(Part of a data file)
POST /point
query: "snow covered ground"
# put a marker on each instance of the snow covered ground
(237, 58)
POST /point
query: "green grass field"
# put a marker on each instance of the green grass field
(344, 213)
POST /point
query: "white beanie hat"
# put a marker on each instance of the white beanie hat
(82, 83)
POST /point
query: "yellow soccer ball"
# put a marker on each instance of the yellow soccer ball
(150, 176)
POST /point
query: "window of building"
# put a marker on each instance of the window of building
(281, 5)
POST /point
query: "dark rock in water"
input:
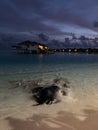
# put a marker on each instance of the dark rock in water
(45, 95)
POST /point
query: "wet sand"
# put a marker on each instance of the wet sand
(63, 121)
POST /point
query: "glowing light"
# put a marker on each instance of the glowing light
(69, 50)
(75, 50)
(41, 47)
(87, 50)
(46, 47)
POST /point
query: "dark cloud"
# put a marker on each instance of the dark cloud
(43, 37)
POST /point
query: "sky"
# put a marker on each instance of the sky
(27, 18)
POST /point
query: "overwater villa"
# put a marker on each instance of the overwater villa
(32, 48)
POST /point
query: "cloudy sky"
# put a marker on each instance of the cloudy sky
(52, 17)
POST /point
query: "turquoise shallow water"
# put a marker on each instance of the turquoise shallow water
(81, 70)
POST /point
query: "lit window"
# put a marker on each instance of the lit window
(41, 47)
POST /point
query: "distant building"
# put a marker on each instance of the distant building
(31, 47)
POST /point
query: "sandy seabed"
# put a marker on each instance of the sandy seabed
(63, 120)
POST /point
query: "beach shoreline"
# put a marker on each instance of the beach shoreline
(63, 120)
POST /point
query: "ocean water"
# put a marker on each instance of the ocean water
(81, 70)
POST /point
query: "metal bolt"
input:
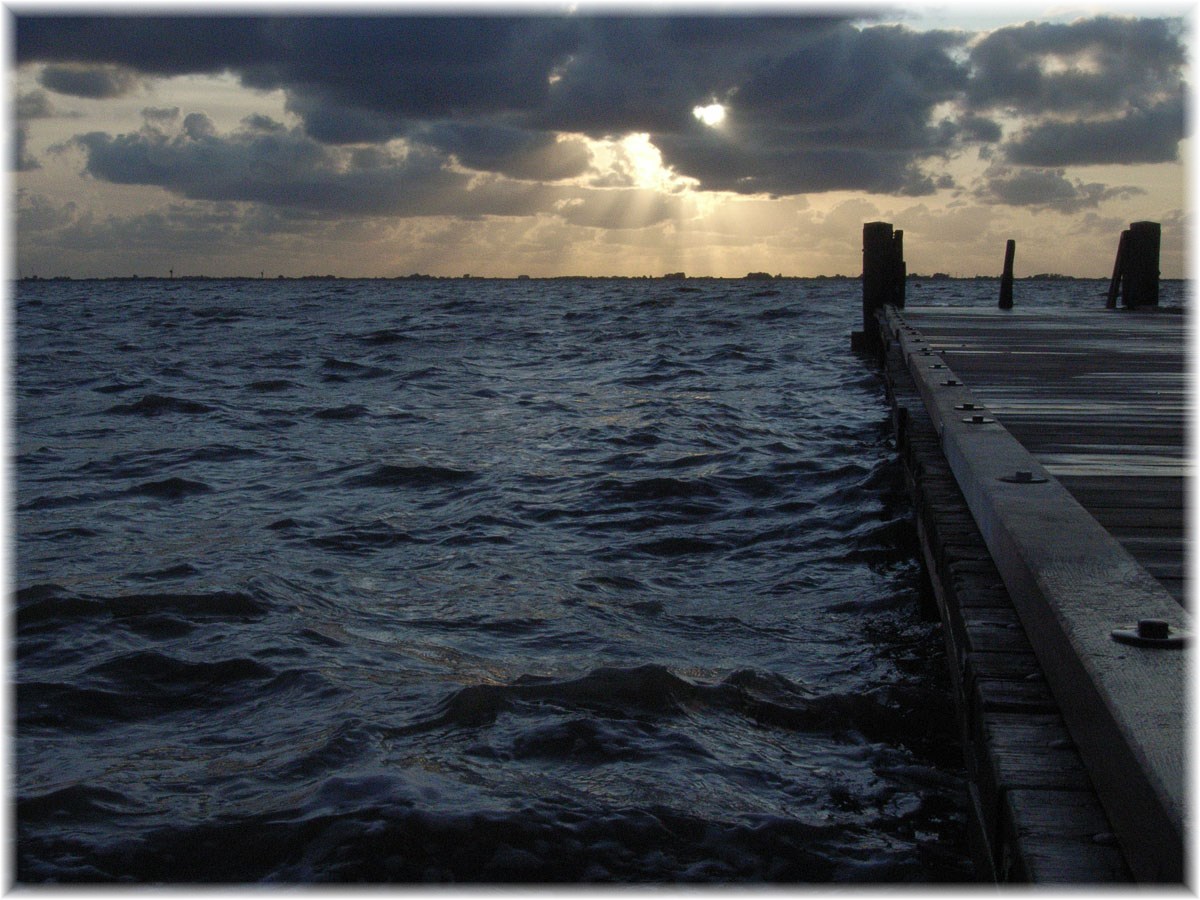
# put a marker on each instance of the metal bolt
(1153, 629)
(1023, 477)
(1151, 633)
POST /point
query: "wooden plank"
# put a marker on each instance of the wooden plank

# Prompt
Copy the records word for word, leaving no picture in the copy.

# Answer to this exercise
POST /point
query: "snow covered ground"
# put a marker on each instance of the snow covered ground
(237, 58)
POST /point
query: "green grass field"
# put a marker on each instance of the green grass field
(344, 213)
POST /point
query: "white beanie hat"
# put a marker on each instance of the white beanie hat
(82, 83)
POST /point
query: "yellow soccer ball"
# put a marker on each instance of the yellow soccer ball
(150, 176)
POST /point
query: "window of building"
# put a marker on each instance of the window of building
(281, 5)
POST /point
query: "dark rock in water"
input:
# put a marker on each instance of the dark rock in water
(45, 95)
POST /point
query: "wet sand"
# put a marker on each instance of the wet sand
(63, 121)
POST /point
query: "glowing light"
# put a marker on each instance of the glowing light
(69, 50)
(75, 50)
(41, 47)
(87, 50)
(46, 47)
POST /point
query: "dark cloud"
# put a marker on each instance of the dark cloud
(43, 37)
POST /point
query: "sky"
# put a marker on each instance of the sky
(27, 18)
POST /point
query: "overwater villa"
# put a marker on each instance of the overwater villa
(32, 48)
POST /point
query: "cloudy sky"
# put a marker on each instance of the cloudy sky
(52, 17)
POST /point
query: "turquoise shallow water"
# put a marker on each instance of the turquoise shallow water
(81, 70)
POST /point
query: "lit window"
# put a marker on each instance of the lit window
(41, 47)
POST /point
query: "distant building"
# put a marker on each instance of the distant building
(31, 47)
POST /point
query: "sandy seabed"
# put a marker on each instance of the sandy seabed
(63, 120)
POST /point
query: "beach shoreline"
# put a marker on each instance of the beach shoreline
(63, 120)
POST /point
query: "ocean water"
# put a marker on each instance of the ocean water
(81, 70)
POST /point
query: "metal bolt"
input:
# put a marker on each instance of the metal bolt
(1153, 629)
(1023, 477)
(1151, 633)
POST /point
query: "wooden plank"
# put a marker on each instance of the wooden plank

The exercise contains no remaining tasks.